REQUIRED TASK: With the line containing "Kindly give the mask of every instance of the dark" as the first line and the last line of the records as the final one, reproduce that range exactly.

RECORDS SHOWN:
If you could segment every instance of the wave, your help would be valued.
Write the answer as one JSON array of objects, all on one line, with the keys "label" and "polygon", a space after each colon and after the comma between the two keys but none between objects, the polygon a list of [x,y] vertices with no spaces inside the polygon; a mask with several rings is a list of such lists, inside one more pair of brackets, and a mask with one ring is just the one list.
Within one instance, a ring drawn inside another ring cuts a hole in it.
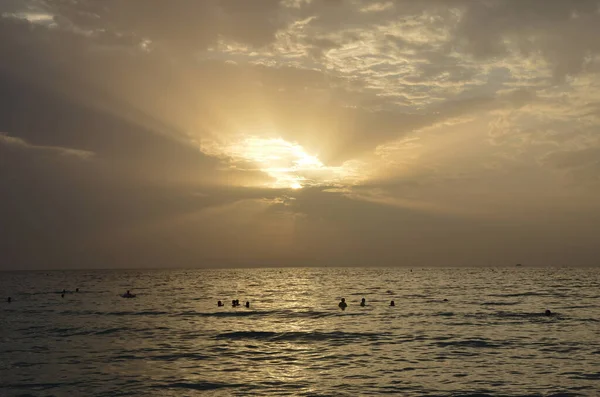
[{"label": "wave", "polygon": [[466,339],[448,342],[435,342],[439,347],[475,347],[475,348],[500,348],[503,344],[498,344],[483,339]]},{"label": "wave", "polygon": [[242,387],[235,383],[220,383],[220,382],[174,382],[165,383],[162,385],[151,386],[153,389],[188,389],[188,390],[217,390],[224,388]]},{"label": "wave", "polygon": [[259,339],[271,342],[277,341],[349,341],[349,340],[378,340],[387,336],[386,333],[369,332],[273,332],[273,331],[234,331],[220,333],[215,336],[217,339]]},{"label": "wave", "polygon": [[81,316],[162,316],[169,312],[146,310],[141,312],[134,311],[119,311],[119,312],[98,312],[93,310],[65,310],[60,312],[64,315],[81,315]]},{"label": "wave", "polygon": [[514,306],[521,302],[483,302],[481,306]]}]

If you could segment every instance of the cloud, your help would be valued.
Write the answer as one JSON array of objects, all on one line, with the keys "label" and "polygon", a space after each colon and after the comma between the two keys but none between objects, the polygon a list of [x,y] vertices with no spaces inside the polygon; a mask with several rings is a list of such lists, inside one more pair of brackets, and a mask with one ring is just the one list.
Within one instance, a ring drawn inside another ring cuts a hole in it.
[{"label": "cloud", "polygon": [[4,261],[597,252],[597,3],[3,1]]},{"label": "cloud", "polygon": [[33,150],[41,153],[51,153],[61,156],[73,156],[82,160],[87,160],[94,156],[93,152],[87,150],[69,149],[64,147],[56,146],[35,146],[30,145],[23,139],[15,138],[7,135],[0,134],[0,145],[5,146],[6,149],[17,149],[17,150]]}]

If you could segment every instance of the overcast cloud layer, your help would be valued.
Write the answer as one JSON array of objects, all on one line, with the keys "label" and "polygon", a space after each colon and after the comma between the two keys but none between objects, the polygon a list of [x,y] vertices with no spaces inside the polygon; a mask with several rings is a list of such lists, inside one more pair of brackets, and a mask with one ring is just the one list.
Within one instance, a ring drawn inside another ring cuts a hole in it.
[{"label": "overcast cloud layer", "polygon": [[598,265],[592,0],[0,0],[0,269]]}]

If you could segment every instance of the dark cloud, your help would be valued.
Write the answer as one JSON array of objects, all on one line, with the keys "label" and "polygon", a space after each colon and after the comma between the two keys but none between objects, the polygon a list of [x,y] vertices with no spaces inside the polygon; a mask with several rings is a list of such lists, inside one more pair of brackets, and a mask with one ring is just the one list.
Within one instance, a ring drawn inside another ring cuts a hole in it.
[{"label": "dark cloud", "polygon": [[[575,89],[560,85],[565,76],[594,71],[597,1],[290,4],[2,2],[0,266],[345,265],[373,258],[477,265],[492,256],[494,263],[591,263],[597,208],[518,212],[496,196],[560,185],[519,171],[503,192],[496,179],[465,175],[481,167],[469,161],[492,150],[480,142],[489,138],[492,112],[528,123],[544,118],[557,129],[597,121],[594,98],[579,102],[588,114],[564,111],[560,122],[553,111],[532,110],[577,106],[548,97]],[[24,12],[52,20],[38,23]],[[544,80],[530,65],[511,69],[514,55],[541,55],[556,79]],[[518,73],[533,75],[537,85],[517,81]],[[469,119],[479,124],[442,128]],[[498,147],[509,124],[497,126]],[[427,128],[429,143],[440,142],[430,163],[411,165],[422,153],[408,150],[397,159],[404,169],[376,159],[383,171],[364,170],[381,171],[384,180],[298,191],[261,187],[273,177],[259,165],[233,161],[207,143],[240,134],[283,138],[329,166],[373,159],[375,148]],[[543,135],[533,127],[515,131],[519,142]],[[450,146],[452,134],[463,132]],[[559,148],[542,165],[597,180],[600,153],[591,138],[546,135],[545,144]],[[446,169],[448,158],[458,165]],[[523,197],[532,204],[548,194]],[[556,200],[568,209],[567,199]],[[557,222],[578,238],[577,253],[569,250],[577,238],[553,231]]]}]

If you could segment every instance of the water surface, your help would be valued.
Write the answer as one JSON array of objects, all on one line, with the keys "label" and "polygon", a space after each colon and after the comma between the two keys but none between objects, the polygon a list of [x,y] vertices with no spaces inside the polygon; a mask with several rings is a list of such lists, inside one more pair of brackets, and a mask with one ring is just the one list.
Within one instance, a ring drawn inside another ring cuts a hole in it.
[{"label": "water surface", "polygon": [[1,396],[600,393],[599,269],[11,272],[0,291]]}]

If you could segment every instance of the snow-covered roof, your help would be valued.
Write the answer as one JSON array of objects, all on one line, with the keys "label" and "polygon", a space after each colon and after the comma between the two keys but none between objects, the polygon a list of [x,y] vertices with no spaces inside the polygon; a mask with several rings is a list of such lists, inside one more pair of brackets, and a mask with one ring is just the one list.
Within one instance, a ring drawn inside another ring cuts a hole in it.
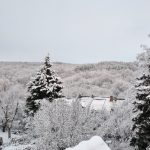
[{"label": "snow-covered roof", "polygon": [[94,136],[88,141],[83,141],[73,148],[66,150],[111,150],[103,139],[99,136]]}]

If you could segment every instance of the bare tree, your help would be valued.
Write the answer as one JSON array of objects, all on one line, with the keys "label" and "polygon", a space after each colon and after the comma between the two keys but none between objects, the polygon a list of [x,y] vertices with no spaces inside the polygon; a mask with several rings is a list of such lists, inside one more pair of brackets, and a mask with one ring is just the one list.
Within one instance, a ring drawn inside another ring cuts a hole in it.
[{"label": "bare tree", "polygon": [[19,87],[13,86],[7,91],[0,93],[0,120],[2,131],[8,131],[8,138],[11,138],[11,129],[19,107]]}]

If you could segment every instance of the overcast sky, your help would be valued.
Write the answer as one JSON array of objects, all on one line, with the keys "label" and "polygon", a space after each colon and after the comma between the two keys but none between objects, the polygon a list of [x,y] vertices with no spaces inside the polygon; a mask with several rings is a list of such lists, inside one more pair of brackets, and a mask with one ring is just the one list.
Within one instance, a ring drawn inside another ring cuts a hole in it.
[{"label": "overcast sky", "polygon": [[134,61],[150,0],[0,0],[0,61]]}]

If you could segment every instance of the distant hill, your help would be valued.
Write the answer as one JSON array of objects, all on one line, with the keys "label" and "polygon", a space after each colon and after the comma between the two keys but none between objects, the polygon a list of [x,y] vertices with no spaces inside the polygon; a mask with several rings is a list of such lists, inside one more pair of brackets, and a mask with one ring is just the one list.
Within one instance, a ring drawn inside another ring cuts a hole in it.
[{"label": "distant hill", "polygon": [[[0,78],[14,84],[26,84],[40,69],[39,62],[0,62]],[[54,62],[53,69],[62,78],[65,96],[123,94],[134,81],[136,62],[99,62],[69,64]]]}]

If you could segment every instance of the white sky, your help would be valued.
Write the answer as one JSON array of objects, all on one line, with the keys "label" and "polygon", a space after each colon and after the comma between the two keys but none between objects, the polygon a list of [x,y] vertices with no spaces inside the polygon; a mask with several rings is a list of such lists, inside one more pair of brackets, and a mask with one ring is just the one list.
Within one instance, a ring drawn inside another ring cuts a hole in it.
[{"label": "white sky", "polygon": [[0,0],[0,61],[134,61],[150,0]]}]

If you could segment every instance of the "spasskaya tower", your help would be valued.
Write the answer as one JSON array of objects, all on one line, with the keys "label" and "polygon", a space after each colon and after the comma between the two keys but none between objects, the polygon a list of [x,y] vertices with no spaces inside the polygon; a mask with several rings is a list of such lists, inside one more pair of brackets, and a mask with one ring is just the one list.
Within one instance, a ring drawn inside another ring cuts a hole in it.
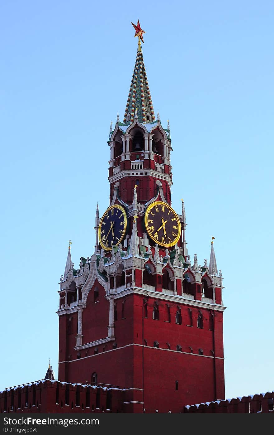
[{"label": "spasskaya tower", "polygon": [[188,254],[184,203],[181,214],[172,207],[169,124],[155,117],[133,25],[125,115],[108,142],[109,206],[100,216],[97,205],[94,253],[76,269],[69,247],[59,283],[59,380],[118,389],[124,412],[180,412],[224,397],[222,277],[214,238],[209,264]]}]

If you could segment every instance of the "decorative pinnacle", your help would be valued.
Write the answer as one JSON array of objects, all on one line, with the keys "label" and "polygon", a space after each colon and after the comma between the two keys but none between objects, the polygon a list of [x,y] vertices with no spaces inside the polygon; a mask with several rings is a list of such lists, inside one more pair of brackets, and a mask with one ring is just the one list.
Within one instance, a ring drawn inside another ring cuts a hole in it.
[{"label": "decorative pinnacle", "polygon": [[141,28],[141,26],[140,25],[140,23],[139,22],[139,20],[137,21],[137,24],[134,24],[133,23],[131,23],[132,24],[134,27],[135,29],[135,34],[134,35],[134,37],[135,36],[138,37],[138,51],[142,51],[142,48],[141,47],[141,41],[144,44],[144,39],[143,38],[143,33],[145,33],[144,30]]}]

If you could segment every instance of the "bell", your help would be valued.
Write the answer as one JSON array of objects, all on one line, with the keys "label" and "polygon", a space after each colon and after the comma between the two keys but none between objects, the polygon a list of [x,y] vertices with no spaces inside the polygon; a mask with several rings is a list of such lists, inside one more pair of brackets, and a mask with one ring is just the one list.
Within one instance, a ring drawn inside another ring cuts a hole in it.
[{"label": "bell", "polygon": [[134,148],[134,151],[141,151],[141,150],[142,147],[140,144],[136,144],[135,148]]}]

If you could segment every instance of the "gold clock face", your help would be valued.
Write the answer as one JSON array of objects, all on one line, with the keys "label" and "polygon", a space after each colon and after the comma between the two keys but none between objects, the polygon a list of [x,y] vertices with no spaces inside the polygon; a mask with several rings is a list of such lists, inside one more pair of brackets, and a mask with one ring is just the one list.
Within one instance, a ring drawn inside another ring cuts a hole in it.
[{"label": "gold clock face", "polygon": [[120,205],[112,205],[105,212],[99,224],[98,232],[101,246],[110,251],[112,245],[121,243],[126,229],[126,214]]},{"label": "gold clock face", "polygon": [[150,238],[161,246],[173,246],[181,236],[179,218],[165,202],[156,201],[149,204],[145,214],[145,224]]}]

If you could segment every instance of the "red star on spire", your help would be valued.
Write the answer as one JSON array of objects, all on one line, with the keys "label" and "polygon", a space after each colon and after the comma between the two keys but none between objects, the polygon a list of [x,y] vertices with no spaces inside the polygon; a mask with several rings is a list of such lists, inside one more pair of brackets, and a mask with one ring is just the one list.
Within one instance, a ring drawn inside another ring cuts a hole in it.
[{"label": "red star on spire", "polygon": [[134,35],[134,37],[135,36],[139,36],[142,42],[144,42],[144,40],[143,39],[143,33],[145,33],[144,30],[142,30],[141,28],[141,26],[140,25],[140,23],[139,23],[139,20],[137,22],[137,25],[134,24],[133,23],[131,23],[134,28],[135,29],[135,34]]}]

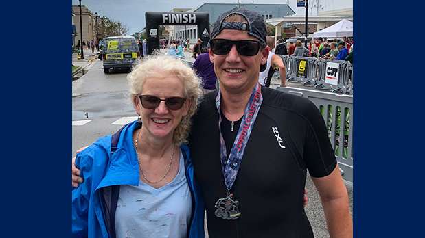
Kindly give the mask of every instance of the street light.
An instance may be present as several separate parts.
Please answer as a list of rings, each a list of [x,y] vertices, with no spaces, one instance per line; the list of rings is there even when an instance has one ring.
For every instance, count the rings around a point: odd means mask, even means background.
[[[81,47],[81,59],[84,58],[84,53],[82,49],[82,18],[81,17],[81,0],[78,0],[80,2],[80,46]]]
[[[308,38],[308,0],[306,0],[306,42],[304,44],[306,45],[306,48],[307,48],[307,40]]]
[[[97,29],[97,12],[95,12],[95,19],[96,21],[96,46],[97,47],[97,52],[99,52],[99,31]]]

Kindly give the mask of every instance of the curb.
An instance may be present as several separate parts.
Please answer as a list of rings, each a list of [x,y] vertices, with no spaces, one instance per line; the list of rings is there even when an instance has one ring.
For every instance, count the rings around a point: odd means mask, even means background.
[[[97,59],[97,55],[98,54],[95,54],[93,55],[92,56],[91,56],[88,60],[87,60],[87,64],[85,66],[79,66],[77,70],[76,70],[75,71],[73,71],[72,72],[72,81],[74,80],[77,80],[80,77],[76,77],[75,76],[77,75],[78,74],[79,74],[80,72],[81,72],[82,71],[83,72],[83,75],[84,75],[84,70],[86,72],[87,72],[88,70],[86,70],[86,68],[87,66],[89,66],[90,64],[91,64],[91,63],[96,60]]]

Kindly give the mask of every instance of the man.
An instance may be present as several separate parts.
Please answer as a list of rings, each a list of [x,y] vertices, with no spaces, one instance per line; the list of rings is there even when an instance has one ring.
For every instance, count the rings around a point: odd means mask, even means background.
[[[312,237],[301,199],[308,170],[330,237],[352,237],[347,191],[317,108],[257,86],[269,51],[263,18],[233,9],[211,36],[220,88],[205,95],[189,138],[209,237]]]
[[[319,55],[319,57],[323,58],[325,57],[325,55],[330,52],[330,48],[329,48],[329,43],[328,41],[323,42],[323,48],[320,51],[320,54]]]
[[[270,48],[273,47],[273,42],[267,42],[267,44]],[[285,68],[285,64],[282,59],[273,52],[268,53],[266,64],[262,65],[262,67],[260,68],[260,75],[258,76],[258,82],[260,84],[264,87],[270,87],[270,83],[271,81],[271,78],[275,74],[275,68],[279,68],[280,85],[282,87],[286,86],[286,68]]]
[[[345,48],[345,42],[341,40],[338,44],[338,49],[339,49],[339,53],[338,53],[338,55],[336,55],[335,60],[345,60],[345,57],[348,55],[348,51],[347,50],[347,48]]]
[[[276,51],[275,51],[276,55],[288,55],[288,49],[286,45],[284,43],[283,39],[279,39],[277,44],[276,44]]]
[[[209,42],[207,44],[207,49],[209,51]],[[204,94],[214,91],[216,90],[216,83],[217,76],[214,72],[214,67],[209,60],[208,52],[203,53],[199,55],[193,65],[195,72],[202,80],[202,91]]]
[[[338,55],[339,50],[336,48],[336,42],[332,42],[330,43],[330,51],[325,55],[325,59],[333,59]]]
[[[201,49],[200,49],[201,44],[202,44],[202,40],[198,39],[198,40],[196,41],[196,43],[194,45],[194,49],[192,50],[192,54],[193,54],[193,57],[195,60],[196,60],[196,58],[198,57],[198,55],[202,53]]]
[[[294,53],[294,51],[295,51],[295,45],[294,44],[294,42],[289,42],[289,47],[288,47],[288,55],[290,56]]]
[[[148,56],[148,45],[146,44],[146,39],[143,39],[141,48],[143,57]]]
[[[313,237],[302,200],[308,170],[330,237],[352,237],[347,190],[319,110],[258,84],[266,32],[257,13],[234,8],[211,34],[220,87],[205,96],[189,138],[209,237]]]
[[[319,37],[317,38],[317,44],[316,44],[319,49],[319,53],[321,51],[322,49],[323,49],[323,38]],[[319,55],[319,53],[317,54]]]

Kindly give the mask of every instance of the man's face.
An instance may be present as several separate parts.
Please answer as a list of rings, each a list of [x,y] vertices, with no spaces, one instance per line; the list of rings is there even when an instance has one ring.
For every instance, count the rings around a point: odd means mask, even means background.
[[[248,35],[246,31],[224,29],[215,38],[231,40],[252,40],[259,41]],[[240,55],[233,44],[227,55],[215,55],[209,50],[209,58],[214,66],[214,71],[220,80],[220,86],[227,90],[243,92],[250,90],[258,82],[260,66],[266,64],[269,48],[260,47],[257,55]]]

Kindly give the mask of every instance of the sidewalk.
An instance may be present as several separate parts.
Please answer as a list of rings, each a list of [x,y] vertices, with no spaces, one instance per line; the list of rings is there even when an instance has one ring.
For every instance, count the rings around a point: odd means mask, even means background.
[[[77,53],[72,53],[72,64],[74,66],[83,66],[85,67],[91,62],[92,60],[97,57],[97,51],[95,50],[95,53],[91,53],[91,49],[83,49],[84,59],[78,60]]]

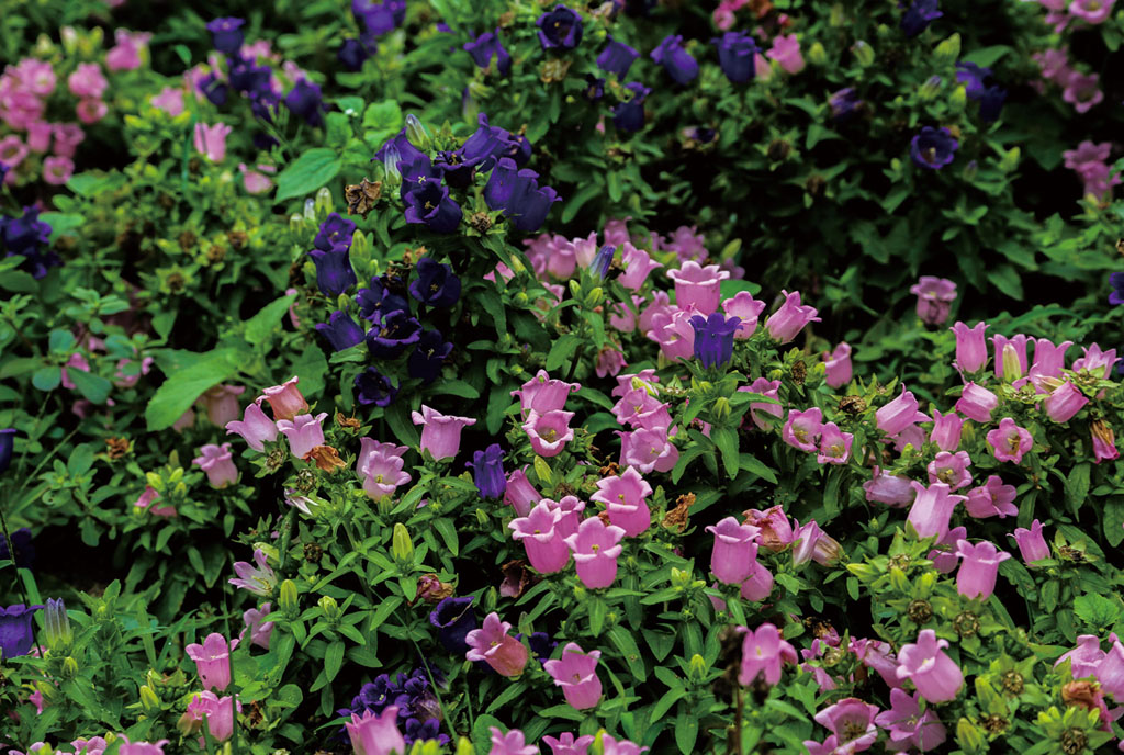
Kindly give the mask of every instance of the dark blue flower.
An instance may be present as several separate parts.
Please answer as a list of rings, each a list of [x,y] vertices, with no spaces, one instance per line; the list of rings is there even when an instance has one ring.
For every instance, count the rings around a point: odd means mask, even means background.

EXERCISE OUTPUT:
Kindly give the mask of every instance of the dark blue flower.
An instance may be present as several separate parts.
Please answer as a list of rings, each a list of [x,y] vertices, with no spaces, one instance per line; the list of rings is there even when an instance has one ring.
For every instance, count the rings around a point: odd means mask, even means background.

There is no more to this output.